— Begin Passage to read —

The positive side of being in touch with things that grow would be getting the Nitrogen-Potassium - Phosphorus and minor nutrient balance in the soil, getting the seed in the ground at the precise moment, keeping the weeds in check, getting some of the crop to survive animal and insect pests, hoping for favorable temperatures and rainfall, and harvesting a marketable or internally useful crop.   We have had a mixture of successes and failures on the farm.

Being in Touch with Things that Grow for me has also included picking the honey locust spikes out of two flat tires on the same day, crawling beneath a hay mower - crimper (haybine) and pulling the jammed hay out of the machine and trying to bush hog invasive bush honeysuckle only to have it pierce the radiator.  It can also be crawling on the ground under a tractor, with sprayed hydraulic fluid dripping on and around me, trying to figure out which hose blew.

I consider myself to be a marginal farmer, but I know much of farming is preventing certain plants from growing.  I am conflicted about the use of herbicides and pesticides.  I would like to farm totally organically, but we use GMO corn and spray roundup to eliminate the weeds.  Bush honey suckle had taken over the fence rows and much of the woods, crowding out timber quality trees in the woods and more desirable animal habitat in the fence rows.  We cut the honey suckle and applied an herbicide to the freshly cut stump. Without the herbicide it would have been a continuing annual project to retrace the wooded areas and cut back the new honey suckle growth.  The farm does use conservation techniques such as no-till planting and maintaining grassed waterways, practices which protect against soil erosion and help to improve
downstream water quality.

— End Passage to read —
— Begin Given material —

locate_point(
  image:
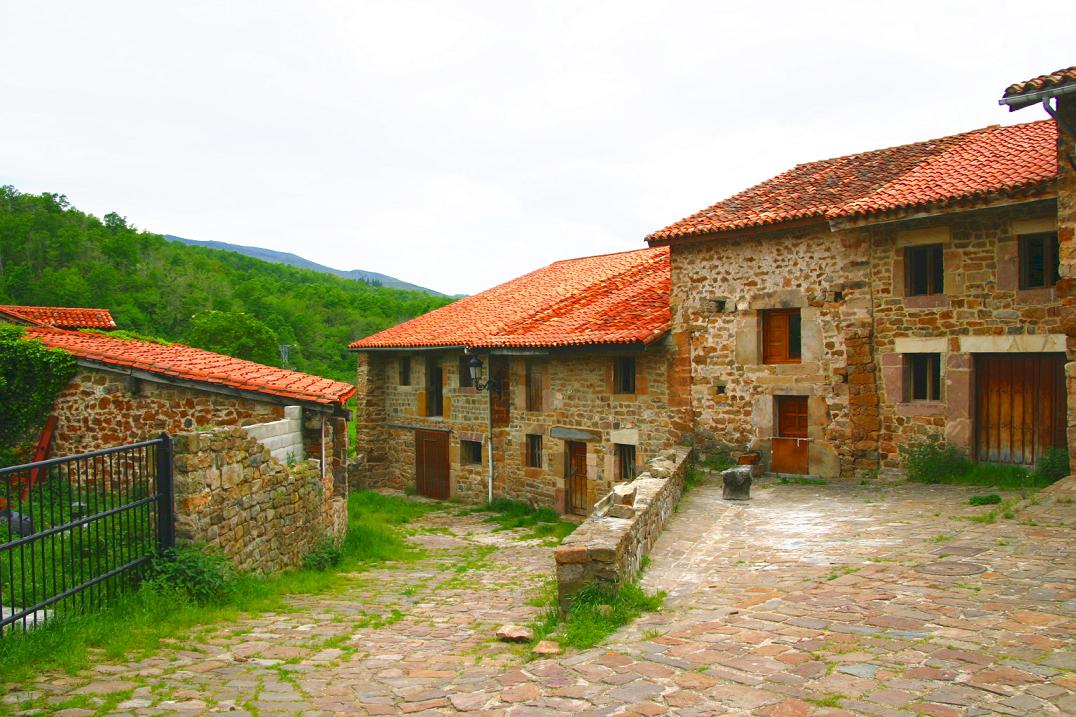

— End Given material —

* **What is asked**:
a: In the farming passage, what pierced the radiator?
b: Name every activity that the farming passage gives as the positive side of being in touch with things that grow.
c: Please carry the farming passage forward from its last sentence.

* **Answers per task**:
a: Invasive bush honeysuckle, which the narrator was trying to bush hog.

b:
- Getting the nitrogen, potassium, phosphorus and minor nutrient balance in the soil
- Getting the seed in the ground at the precise moment
- Keeping the weeds in check
- Getting some of the crop to survive animal and insect pests
- Hoping for favorable temperatures and rainfall
- Harvesting a marketable or internally useful crop

c:
I chose not to have domestic animals until I was sure I could properly care for them.  After 10+ years, the farm has no domestic animals, unless one counts the two colonies of honey bees.

The mystery of nature is refreshing and renewing.  The Bible is full of references.  Sometimes I get to wander the farm and hear the Meadow Larks and the Killdeer.  From the house, one can hear the Carolina Wrens and Robins.   A person can, as the song How Great Thou Art says, “hear the brook and feel the gentle breeze.” Farming for me is being a Steward of the Land and Caretaker of the Garden.  Jesus chose to go to the Garden of Gethsemane to pray before his trial.  My avocation is caring for the garden.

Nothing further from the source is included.